#### EXERCISE BRIEF
From the line bearing "Pop quiz! Can you mark the crowd of mourners" down to the final line of the records below, give every line again exactly and add nothing.

#### DATA
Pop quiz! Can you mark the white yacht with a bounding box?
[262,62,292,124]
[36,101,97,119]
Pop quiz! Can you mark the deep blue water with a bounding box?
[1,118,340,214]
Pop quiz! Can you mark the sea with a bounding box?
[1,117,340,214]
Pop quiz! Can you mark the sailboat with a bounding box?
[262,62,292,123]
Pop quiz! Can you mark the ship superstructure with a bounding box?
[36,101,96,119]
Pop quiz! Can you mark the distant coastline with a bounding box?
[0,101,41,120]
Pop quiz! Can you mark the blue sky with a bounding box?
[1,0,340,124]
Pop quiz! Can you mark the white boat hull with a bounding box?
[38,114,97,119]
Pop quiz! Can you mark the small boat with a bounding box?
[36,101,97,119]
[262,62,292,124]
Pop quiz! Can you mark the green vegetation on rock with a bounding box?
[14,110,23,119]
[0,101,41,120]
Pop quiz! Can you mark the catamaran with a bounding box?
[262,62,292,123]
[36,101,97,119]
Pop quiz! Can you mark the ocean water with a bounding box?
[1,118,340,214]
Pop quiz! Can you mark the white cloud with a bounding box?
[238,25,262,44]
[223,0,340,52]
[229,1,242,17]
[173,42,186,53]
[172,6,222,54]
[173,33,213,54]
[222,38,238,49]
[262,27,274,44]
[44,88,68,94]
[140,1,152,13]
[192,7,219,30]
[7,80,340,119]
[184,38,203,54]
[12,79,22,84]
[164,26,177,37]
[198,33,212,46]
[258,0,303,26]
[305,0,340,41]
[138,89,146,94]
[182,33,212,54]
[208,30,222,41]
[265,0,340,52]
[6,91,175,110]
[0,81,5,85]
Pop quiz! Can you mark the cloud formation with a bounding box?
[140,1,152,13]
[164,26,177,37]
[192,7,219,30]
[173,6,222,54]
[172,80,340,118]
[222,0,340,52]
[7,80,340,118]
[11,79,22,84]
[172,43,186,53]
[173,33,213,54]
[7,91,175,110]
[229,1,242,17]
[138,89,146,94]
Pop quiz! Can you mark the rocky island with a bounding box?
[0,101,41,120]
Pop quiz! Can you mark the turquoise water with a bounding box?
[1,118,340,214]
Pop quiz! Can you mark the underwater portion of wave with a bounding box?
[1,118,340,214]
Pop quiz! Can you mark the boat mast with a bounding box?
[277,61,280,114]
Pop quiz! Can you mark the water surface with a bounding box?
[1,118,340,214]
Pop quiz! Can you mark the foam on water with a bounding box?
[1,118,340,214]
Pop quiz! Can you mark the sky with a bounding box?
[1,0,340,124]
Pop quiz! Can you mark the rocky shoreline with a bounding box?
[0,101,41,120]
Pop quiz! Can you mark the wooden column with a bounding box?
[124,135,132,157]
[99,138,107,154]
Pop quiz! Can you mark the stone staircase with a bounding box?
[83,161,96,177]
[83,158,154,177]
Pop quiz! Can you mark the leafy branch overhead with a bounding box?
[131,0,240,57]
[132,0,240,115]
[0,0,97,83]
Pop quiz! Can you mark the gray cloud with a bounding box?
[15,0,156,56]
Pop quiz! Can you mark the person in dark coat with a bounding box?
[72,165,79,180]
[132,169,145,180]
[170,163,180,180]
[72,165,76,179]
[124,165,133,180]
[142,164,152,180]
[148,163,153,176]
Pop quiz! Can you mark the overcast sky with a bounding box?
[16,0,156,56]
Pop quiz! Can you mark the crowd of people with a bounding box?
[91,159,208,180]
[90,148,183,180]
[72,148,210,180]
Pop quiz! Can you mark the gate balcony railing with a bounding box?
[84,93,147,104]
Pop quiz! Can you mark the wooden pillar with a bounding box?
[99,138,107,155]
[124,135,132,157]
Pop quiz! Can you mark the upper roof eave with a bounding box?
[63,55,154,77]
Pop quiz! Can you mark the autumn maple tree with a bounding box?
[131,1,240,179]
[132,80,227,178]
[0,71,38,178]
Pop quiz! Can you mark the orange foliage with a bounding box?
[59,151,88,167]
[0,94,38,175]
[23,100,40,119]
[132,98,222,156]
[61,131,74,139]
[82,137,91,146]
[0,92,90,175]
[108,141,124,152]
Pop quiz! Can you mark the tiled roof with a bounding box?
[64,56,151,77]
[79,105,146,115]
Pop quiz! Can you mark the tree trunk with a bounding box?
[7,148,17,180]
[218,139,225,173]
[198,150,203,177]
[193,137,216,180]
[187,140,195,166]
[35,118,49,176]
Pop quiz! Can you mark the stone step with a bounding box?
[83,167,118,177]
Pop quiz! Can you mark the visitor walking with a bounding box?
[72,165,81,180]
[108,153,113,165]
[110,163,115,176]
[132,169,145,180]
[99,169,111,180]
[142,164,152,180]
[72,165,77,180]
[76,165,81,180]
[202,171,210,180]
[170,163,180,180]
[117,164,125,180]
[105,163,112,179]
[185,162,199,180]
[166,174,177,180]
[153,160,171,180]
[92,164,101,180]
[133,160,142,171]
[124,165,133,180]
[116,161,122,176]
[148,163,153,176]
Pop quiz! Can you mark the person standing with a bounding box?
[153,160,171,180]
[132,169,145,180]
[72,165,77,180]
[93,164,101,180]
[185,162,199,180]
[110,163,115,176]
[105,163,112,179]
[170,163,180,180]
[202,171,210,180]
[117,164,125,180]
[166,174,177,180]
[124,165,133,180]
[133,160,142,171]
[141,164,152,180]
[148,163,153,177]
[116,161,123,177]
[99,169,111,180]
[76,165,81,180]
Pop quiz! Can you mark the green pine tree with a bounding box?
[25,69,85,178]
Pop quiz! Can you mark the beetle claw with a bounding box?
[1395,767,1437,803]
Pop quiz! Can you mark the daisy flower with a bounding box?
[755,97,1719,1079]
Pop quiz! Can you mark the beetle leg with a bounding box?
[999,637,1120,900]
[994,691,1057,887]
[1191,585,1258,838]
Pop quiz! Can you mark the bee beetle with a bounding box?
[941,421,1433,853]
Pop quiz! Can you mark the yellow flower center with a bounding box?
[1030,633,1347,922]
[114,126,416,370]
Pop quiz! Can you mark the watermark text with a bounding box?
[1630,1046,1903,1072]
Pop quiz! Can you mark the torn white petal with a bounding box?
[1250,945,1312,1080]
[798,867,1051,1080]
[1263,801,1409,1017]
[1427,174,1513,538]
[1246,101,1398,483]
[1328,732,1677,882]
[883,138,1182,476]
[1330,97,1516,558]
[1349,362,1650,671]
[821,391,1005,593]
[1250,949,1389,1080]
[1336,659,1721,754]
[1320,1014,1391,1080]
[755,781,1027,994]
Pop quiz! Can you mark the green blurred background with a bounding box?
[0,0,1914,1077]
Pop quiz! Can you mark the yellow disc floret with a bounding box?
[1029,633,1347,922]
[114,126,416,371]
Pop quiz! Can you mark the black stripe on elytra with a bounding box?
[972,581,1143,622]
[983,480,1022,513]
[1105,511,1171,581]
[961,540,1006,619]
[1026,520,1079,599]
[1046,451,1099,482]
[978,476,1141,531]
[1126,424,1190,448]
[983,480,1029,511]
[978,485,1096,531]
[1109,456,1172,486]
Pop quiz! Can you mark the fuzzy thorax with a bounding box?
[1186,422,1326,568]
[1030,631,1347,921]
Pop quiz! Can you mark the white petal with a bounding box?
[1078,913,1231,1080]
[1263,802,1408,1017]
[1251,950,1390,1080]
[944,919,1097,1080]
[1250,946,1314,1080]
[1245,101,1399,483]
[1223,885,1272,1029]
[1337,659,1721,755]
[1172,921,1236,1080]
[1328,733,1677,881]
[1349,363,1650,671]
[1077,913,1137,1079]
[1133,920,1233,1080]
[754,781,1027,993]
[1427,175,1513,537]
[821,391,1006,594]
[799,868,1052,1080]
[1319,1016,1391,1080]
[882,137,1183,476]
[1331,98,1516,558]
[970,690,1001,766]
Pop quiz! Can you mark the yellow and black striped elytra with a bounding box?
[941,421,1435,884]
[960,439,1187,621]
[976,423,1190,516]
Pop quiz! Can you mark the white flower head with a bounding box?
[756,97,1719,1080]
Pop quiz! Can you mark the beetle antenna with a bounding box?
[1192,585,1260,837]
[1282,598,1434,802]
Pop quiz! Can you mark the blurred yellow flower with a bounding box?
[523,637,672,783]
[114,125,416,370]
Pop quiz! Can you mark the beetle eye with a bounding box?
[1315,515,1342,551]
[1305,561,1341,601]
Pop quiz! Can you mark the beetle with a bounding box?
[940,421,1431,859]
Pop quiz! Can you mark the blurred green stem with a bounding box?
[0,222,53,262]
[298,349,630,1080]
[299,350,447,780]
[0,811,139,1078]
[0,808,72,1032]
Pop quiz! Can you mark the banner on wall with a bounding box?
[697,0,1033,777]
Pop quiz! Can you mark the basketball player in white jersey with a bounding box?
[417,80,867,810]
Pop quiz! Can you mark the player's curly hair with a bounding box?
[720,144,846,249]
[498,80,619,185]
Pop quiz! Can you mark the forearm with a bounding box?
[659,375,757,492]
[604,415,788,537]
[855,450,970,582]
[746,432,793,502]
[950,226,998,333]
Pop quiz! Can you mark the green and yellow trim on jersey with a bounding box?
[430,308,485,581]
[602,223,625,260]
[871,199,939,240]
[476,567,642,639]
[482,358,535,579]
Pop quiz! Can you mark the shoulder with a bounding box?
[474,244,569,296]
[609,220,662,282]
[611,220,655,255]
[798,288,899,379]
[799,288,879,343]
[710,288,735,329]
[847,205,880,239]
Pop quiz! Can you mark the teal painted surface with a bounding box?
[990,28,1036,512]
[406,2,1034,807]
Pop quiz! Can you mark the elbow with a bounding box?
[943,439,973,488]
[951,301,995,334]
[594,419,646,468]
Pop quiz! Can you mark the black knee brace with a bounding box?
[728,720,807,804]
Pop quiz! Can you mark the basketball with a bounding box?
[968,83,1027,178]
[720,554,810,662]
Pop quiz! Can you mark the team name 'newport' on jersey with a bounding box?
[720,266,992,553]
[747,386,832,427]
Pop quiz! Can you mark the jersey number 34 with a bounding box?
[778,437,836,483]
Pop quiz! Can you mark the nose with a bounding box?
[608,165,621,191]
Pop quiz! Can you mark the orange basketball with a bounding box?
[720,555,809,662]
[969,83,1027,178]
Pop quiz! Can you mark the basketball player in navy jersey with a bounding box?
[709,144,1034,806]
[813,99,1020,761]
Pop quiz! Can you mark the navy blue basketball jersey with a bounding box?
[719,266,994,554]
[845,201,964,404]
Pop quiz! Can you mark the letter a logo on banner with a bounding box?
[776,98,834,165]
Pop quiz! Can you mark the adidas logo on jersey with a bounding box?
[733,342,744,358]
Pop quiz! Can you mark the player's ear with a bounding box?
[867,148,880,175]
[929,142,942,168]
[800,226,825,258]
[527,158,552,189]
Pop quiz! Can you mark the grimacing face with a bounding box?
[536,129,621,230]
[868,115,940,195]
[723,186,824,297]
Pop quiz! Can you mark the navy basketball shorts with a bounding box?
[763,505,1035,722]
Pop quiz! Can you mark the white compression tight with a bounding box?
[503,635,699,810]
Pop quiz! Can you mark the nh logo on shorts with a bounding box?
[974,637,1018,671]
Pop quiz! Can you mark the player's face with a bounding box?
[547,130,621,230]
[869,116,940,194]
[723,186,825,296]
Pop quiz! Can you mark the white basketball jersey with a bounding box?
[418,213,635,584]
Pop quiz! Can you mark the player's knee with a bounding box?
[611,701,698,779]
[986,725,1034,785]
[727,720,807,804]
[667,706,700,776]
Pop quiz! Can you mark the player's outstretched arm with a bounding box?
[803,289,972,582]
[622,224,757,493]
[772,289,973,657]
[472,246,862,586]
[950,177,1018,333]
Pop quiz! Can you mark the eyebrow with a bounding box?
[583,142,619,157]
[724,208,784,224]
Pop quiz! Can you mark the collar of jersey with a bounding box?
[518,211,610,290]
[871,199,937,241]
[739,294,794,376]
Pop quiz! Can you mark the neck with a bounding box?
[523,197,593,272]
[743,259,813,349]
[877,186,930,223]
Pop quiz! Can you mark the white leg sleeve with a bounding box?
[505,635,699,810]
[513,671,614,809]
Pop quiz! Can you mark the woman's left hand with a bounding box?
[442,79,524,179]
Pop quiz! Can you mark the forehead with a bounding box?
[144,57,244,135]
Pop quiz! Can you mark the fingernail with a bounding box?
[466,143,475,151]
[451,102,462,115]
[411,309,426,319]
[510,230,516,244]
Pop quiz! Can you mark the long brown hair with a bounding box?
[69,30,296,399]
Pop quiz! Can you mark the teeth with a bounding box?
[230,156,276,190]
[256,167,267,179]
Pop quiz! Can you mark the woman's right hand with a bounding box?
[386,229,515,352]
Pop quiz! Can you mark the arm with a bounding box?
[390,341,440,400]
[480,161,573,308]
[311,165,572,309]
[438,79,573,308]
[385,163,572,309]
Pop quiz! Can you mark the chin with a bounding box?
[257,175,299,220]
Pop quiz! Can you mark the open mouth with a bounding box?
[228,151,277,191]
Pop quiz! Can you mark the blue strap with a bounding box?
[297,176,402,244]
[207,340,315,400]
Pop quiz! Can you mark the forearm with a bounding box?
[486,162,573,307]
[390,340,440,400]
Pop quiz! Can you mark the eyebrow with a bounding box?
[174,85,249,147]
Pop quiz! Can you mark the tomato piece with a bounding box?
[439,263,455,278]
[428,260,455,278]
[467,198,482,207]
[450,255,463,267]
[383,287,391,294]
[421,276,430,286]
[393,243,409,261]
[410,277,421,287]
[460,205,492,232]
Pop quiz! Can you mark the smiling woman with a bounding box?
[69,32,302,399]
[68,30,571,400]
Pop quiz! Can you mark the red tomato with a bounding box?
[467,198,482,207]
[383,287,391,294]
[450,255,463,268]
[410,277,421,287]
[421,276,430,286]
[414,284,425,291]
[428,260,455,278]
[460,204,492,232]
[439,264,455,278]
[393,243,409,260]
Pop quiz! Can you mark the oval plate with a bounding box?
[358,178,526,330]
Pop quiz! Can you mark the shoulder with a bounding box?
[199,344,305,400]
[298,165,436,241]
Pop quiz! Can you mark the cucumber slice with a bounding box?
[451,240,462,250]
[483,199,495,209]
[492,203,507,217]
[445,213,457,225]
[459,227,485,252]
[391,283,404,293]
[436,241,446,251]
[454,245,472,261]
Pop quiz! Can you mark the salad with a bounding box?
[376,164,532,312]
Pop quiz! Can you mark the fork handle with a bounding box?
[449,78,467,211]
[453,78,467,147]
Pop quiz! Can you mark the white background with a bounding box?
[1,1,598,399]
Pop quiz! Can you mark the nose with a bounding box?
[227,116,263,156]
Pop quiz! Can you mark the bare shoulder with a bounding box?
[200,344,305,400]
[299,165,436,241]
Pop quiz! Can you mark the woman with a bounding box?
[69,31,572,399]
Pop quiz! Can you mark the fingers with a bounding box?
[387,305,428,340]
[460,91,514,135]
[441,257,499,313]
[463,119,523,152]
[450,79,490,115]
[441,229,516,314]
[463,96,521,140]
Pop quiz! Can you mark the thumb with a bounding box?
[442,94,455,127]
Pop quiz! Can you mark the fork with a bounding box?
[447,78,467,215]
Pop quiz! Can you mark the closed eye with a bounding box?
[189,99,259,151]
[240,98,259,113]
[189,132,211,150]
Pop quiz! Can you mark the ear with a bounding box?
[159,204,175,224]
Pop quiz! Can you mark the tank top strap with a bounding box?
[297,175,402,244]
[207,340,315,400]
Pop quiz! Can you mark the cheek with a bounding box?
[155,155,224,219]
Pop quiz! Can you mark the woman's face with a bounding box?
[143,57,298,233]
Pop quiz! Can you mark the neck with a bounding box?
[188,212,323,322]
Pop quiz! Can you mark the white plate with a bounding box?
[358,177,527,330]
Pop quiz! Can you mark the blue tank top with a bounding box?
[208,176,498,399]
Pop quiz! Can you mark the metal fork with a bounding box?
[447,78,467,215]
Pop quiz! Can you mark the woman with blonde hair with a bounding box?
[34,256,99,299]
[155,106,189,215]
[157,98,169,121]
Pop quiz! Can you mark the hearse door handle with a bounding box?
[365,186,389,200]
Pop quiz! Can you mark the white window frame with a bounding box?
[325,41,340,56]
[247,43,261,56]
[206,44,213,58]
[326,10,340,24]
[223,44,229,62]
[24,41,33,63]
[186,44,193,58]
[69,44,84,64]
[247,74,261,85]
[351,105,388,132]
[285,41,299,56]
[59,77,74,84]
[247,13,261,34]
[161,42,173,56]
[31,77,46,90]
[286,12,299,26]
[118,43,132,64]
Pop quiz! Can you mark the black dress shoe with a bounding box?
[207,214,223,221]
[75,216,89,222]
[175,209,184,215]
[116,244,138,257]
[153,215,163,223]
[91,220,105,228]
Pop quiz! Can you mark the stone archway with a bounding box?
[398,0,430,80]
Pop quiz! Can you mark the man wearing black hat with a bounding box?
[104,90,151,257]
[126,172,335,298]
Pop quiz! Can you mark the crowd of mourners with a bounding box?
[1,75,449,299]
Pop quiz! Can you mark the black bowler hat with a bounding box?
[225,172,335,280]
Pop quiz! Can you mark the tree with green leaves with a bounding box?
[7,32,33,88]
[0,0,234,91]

#### THE ANSWER
Pop quiz! Can you mark the crowd of mourners with a bounding box?
[1,75,449,299]
Pop quiz! Can you mark the black bowler hat with a bounding box?
[225,172,335,280]
Pop quiz! Can you mark the tree with green leaves with a bounding box?
[7,32,33,88]
[0,0,234,91]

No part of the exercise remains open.